> WORK TO COMPLETE: State how many lines in the material below contain the string "query", counting only exact-case matches. Reply with the number alone.

> MATERIAL FOR THE TASK:
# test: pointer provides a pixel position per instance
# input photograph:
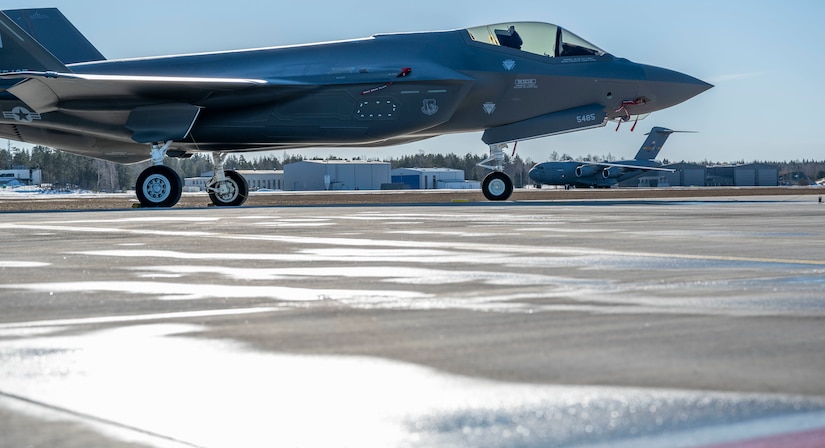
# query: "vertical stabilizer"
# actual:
(653, 144)
(50, 28)
(20, 52)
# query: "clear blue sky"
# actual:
(766, 59)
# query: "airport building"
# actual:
(257, 180)
(312, 175)
(432, 179)
(747, 175)
(694, 175)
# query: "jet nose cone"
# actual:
(667, 87)
(536, 173)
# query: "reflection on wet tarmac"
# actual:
(222, 394)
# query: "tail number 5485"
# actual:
(585, 118)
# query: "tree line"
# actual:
(65, 170)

> SOLUTION TO THIS TASK: 7